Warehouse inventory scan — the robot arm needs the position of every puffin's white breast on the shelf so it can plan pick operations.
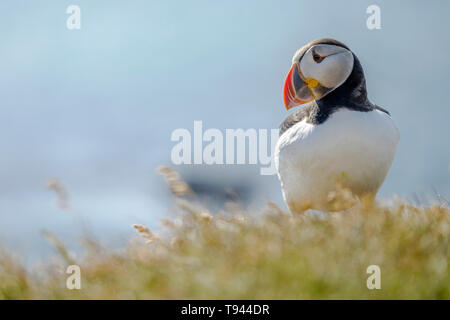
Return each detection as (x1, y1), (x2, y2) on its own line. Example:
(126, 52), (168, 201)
(275, 109), (400, 210)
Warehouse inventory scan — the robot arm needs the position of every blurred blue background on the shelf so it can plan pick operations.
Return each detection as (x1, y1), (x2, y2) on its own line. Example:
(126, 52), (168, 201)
(0, 0), (450, 257)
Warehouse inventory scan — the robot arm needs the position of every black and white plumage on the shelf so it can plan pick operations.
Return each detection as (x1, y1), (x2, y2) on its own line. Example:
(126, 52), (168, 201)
(275, 39), (400, 211)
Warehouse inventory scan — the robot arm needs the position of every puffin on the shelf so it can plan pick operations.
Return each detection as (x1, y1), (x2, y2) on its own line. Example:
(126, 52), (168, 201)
(274, 38), (400, 212)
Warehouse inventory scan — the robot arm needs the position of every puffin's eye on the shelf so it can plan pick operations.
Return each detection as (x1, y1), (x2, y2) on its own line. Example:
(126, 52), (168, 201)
****************
__REQUIREMENT__
Update the stretch from the line containing "of every black" through the end of the records by putting "gripper arm" wherever "robot arm" appears, leaving all else unchanged, and give back only those lines.

__THE SOLUTION__
Warehouse inventory scan — the gripper arm needs the position of every black and white plumage on the shelf so it can plan pick operations.
Return each detection as (x1, y1), (x2, y2) on its own line. Example:
(126, 52), (168, 201)
(275, 39), (400, 211)
Warehouse inventory scan — the gripper arm needs the position of every puffin on the shelf so it can plan pick operations.
Return each detection as (x1, y1), (x2, y2) on its own line. Example:
(126, 52), (168, 201)
(274, 38), (400, 212)
Warehouse inventory scan — the gripper arm needs the position of every puffin's eye on the shelf so it can plan pick operations.
Return each detection as (x1, y1), (x2, y2) on its own line. Example:
(126, 52), (168, 201)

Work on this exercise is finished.